Pourquoi Calvin a-t-il restreint si drastiquement sa source d’inspiration aux psaumes ? La réponse se trouve certainement dans les fameux trois exclusivismes de Calvin : la foi seule, l’Ecriture seule, à Dieu seul la gloire ! Les psaumes justement répondent très bien à ces trois préoccupations de la Réforme : la foi seule, parce que les psaumes sont l’expression de la foi du peuple de Dieu, l’Ecriture seule parce que les psaumes sont bibliques, à Dieu seul la gloire parce que les psaumes glorifient Dieu.
Aux yeux de Calvin, on ne saurait user avec légèreté d’un instrument aussi puissant que le chant, qui a, nous dit Calvin : « grande force et vigueur pour émouvoir et enflammer le coeur des hommes ». Il convient donc de s’assurer que les textes chantés soient bien à propos, car, nous dit Calvin : «quand la mélodie soutient de mauvaises paroles, cela transperce beaucoup plus fort le cœur».
Ainsi, aux yeux de Calvin, il n’y a pas de meilleure chanson ni plus propre à l’édification de la foi que les Psaumes de David. Quand on les chante, on est certain, nous dit Calvin : «que Dieu nous met en bouche les paroles, comme si Lui-même chantait en nous, pour exalter sa gloire» !
Si aujourd’hui le chant des psaumes n’est pas l’apanage de la seule Réforme, il constitue néanmoins un élément essentiel de l’identité protestante. Mais aujourd’hui, il nous faut bien reconnaître que c’est justement au niveau du psautier ou de la musique en général, que se cristallisent nombre de tensions internes aux Eglises protestantes. Et cela est d’autant plus vif que, comme le soulignait déjà Calvin, avec la musique ce sont les émotions, les affects qui parlent. Je ne suis pas loin de penser que nous sommes plus près à nous diviser par rapport à tel ou tel recueil de chants, à tel ou tel style musical, que par rapport à telle ou telle option théologique.

■ **Énoncé**
Recopiez à l'identique le passage de l'extrait sur Calvin et le chant des psaumes situé entre « Pourquoi Calvin a-t-il » et « psaumes glorifient Dieu. », ces deux segments inclus.

■ **Données**
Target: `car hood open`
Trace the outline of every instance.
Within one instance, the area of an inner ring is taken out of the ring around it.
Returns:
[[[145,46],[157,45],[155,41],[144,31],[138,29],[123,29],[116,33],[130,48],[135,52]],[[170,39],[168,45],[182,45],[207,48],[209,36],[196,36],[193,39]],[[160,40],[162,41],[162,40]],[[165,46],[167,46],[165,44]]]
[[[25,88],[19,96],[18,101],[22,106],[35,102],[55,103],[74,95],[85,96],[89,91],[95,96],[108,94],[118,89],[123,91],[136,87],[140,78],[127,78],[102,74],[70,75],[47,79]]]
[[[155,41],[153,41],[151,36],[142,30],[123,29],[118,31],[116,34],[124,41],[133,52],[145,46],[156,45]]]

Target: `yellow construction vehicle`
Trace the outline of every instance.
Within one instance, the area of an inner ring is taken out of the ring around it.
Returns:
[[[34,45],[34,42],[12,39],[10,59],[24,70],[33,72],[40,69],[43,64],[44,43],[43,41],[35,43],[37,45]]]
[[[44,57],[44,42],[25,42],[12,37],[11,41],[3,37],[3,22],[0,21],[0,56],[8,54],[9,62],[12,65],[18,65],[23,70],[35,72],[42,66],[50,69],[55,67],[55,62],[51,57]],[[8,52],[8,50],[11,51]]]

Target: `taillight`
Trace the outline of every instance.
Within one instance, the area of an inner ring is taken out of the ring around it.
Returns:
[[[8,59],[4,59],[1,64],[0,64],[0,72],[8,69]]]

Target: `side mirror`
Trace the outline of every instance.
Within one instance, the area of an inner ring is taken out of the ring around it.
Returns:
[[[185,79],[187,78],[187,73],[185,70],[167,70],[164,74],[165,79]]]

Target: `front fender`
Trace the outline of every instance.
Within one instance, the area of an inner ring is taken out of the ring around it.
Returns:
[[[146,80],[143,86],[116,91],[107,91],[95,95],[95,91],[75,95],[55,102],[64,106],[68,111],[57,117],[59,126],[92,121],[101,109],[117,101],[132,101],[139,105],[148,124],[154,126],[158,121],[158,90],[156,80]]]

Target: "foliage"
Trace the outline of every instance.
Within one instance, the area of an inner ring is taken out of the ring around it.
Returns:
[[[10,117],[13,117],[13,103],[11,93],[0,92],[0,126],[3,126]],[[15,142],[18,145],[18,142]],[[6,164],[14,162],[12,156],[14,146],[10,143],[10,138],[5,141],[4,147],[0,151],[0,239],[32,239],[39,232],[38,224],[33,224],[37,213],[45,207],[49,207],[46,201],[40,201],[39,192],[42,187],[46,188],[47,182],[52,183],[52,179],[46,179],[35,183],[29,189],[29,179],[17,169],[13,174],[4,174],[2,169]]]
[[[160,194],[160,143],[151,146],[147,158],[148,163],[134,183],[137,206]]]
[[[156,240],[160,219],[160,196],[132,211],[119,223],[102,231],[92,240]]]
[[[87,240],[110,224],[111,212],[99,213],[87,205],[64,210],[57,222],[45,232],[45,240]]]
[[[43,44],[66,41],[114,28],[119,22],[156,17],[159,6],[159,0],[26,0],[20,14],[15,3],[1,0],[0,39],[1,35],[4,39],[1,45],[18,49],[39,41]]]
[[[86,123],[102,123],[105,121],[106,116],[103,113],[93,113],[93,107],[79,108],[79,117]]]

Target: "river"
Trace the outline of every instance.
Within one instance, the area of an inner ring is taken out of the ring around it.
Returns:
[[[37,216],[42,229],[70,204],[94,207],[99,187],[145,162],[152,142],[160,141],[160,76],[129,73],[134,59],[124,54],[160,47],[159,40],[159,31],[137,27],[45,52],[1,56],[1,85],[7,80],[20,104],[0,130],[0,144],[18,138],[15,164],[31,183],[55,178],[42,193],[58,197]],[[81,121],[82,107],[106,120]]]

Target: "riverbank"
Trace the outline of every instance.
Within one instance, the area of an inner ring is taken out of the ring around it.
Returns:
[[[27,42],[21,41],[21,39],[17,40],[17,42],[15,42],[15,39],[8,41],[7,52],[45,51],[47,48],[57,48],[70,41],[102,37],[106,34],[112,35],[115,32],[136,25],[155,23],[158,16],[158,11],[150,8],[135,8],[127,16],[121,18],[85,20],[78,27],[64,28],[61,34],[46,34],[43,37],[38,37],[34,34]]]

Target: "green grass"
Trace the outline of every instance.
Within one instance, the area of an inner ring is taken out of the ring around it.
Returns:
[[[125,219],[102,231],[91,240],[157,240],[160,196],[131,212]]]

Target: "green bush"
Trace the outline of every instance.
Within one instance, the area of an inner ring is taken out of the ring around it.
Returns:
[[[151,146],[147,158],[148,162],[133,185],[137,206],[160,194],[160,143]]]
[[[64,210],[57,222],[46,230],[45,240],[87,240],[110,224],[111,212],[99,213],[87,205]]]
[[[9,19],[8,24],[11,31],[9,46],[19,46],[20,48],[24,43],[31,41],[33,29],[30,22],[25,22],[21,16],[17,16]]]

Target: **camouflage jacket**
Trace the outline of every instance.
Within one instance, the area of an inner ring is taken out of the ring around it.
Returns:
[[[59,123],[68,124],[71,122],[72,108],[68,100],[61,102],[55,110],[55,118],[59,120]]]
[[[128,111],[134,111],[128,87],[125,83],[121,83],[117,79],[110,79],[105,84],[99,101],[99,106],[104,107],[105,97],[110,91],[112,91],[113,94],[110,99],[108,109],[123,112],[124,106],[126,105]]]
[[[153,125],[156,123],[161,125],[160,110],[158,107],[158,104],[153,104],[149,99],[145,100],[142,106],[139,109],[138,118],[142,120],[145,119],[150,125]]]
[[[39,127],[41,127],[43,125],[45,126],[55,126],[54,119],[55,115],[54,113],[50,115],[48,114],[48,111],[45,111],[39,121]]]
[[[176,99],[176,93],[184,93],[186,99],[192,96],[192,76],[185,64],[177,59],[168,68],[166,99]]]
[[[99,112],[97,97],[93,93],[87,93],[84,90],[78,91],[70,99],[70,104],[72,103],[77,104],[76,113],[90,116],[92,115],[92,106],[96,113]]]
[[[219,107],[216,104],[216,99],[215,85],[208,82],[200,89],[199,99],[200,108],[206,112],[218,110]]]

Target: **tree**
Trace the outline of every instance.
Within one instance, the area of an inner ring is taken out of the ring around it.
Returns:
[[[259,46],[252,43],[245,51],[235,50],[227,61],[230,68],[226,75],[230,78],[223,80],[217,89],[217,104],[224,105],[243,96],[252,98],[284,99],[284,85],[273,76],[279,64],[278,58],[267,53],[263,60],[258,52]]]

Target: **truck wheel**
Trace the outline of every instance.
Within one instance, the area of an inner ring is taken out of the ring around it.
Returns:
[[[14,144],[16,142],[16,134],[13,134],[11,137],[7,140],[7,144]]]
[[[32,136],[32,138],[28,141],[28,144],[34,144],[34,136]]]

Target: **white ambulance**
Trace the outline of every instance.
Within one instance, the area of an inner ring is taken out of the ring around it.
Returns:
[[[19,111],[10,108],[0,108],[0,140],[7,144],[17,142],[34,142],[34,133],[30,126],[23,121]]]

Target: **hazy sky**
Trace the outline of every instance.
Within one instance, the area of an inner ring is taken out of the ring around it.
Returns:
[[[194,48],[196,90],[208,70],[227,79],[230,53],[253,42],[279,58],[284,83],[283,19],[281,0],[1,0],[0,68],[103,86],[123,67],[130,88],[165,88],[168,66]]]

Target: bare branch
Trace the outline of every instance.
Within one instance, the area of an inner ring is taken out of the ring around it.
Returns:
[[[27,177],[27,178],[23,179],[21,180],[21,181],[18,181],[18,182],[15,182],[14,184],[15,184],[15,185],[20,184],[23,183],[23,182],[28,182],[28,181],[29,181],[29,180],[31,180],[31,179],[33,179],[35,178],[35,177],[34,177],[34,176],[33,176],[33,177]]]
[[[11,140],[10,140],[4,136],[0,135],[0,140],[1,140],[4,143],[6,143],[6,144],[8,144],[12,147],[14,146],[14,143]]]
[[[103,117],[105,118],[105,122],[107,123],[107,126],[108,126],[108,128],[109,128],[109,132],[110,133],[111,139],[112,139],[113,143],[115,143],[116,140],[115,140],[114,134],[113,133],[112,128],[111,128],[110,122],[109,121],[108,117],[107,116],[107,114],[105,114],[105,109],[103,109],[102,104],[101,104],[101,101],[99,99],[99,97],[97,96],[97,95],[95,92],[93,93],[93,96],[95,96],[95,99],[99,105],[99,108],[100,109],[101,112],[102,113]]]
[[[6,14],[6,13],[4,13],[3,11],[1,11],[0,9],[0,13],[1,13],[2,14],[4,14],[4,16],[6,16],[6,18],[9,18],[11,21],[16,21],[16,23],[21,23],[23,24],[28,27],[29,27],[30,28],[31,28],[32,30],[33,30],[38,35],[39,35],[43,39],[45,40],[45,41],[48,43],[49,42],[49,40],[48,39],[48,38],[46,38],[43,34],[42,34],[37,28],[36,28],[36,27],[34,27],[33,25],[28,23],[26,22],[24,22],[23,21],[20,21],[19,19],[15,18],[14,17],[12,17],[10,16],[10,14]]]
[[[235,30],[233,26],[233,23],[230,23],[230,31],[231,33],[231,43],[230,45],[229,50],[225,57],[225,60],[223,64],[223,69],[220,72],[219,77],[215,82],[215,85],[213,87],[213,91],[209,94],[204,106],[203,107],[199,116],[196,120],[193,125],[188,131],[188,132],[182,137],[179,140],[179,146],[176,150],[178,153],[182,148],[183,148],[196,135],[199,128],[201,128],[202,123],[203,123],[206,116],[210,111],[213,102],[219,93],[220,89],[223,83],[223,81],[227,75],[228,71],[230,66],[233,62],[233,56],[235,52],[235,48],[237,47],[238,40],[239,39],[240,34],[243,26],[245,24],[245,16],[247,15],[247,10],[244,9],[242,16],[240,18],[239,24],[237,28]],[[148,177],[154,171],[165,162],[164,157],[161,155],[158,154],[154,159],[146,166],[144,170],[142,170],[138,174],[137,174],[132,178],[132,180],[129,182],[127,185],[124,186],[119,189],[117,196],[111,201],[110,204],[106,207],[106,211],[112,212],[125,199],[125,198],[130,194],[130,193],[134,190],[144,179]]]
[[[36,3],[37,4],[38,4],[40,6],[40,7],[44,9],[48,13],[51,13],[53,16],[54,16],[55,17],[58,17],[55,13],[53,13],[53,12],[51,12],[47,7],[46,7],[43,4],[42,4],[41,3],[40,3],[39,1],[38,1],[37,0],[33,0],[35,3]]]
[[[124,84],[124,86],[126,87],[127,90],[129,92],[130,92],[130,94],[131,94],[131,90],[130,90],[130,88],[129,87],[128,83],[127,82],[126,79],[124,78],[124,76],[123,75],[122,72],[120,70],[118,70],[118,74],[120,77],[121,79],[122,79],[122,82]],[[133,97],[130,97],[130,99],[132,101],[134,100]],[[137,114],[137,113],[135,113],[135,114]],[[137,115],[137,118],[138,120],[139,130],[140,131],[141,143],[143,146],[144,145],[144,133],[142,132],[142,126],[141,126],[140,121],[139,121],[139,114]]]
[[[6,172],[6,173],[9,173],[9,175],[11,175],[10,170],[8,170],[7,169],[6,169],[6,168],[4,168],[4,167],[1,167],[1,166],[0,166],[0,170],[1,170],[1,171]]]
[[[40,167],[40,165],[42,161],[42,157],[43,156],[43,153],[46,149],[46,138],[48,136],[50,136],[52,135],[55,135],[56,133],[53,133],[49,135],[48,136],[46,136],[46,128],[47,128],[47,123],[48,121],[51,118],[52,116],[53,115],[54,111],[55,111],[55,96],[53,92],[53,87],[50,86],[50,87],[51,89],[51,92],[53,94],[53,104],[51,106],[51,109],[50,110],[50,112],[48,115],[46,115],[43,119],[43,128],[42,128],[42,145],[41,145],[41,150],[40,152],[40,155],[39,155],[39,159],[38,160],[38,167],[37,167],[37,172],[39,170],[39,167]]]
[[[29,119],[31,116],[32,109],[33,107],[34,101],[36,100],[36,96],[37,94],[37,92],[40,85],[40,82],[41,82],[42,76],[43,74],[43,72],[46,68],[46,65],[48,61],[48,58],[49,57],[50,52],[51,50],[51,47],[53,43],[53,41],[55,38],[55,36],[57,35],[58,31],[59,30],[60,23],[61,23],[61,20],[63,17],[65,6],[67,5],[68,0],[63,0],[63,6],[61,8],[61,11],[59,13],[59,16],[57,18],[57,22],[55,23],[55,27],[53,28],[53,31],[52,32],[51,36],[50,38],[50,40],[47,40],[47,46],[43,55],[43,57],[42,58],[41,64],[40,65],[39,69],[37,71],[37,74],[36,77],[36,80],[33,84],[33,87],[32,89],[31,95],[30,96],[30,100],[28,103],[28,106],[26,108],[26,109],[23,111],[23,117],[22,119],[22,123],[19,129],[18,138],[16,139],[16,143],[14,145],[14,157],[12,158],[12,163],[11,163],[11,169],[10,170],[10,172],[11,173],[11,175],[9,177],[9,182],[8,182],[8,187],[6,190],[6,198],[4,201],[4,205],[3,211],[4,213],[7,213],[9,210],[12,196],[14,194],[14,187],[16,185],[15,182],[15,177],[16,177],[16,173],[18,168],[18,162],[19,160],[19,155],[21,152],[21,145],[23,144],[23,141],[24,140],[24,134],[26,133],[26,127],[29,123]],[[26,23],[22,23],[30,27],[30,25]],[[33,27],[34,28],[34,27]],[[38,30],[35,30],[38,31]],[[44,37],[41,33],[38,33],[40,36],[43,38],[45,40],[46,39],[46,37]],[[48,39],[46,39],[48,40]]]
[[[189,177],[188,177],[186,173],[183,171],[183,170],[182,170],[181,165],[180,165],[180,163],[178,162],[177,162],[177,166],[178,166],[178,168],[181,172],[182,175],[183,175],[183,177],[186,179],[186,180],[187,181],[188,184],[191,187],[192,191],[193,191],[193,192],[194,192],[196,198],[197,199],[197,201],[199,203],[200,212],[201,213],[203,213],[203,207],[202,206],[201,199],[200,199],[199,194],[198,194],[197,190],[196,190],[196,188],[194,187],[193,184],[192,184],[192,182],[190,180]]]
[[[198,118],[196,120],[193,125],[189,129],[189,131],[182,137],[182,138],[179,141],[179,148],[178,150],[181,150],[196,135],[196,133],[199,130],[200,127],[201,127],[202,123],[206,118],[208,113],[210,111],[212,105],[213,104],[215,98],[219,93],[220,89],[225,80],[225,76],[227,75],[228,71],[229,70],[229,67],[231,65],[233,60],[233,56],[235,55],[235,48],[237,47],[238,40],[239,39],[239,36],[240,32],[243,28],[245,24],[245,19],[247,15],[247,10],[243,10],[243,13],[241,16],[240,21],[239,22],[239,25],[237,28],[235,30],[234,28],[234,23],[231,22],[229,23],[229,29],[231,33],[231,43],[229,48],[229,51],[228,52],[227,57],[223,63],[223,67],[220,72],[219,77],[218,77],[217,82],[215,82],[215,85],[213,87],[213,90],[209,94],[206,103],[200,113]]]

■ **Réponse attendue**
Pourquoi Calvin a-t-il restreint si drastiquement sa source d’inspiration aux psaumes ? La réponse se trouve certainement dans les fameux trois exclusivismes de Calvin : la foi seule, l’Ecriture seule, à Dieu seul la gloire ! Les psaumes justement répondent très bien à ces trois préoccupations de la Réforme : la foi seule, parce que les psaumes sont l’expression de la foi du peuple de Dieu, l’Ecriture seule parce que les psaumes sont bibliques, à Dieu seul la gloire parce que les psaumes glorifient Dieu.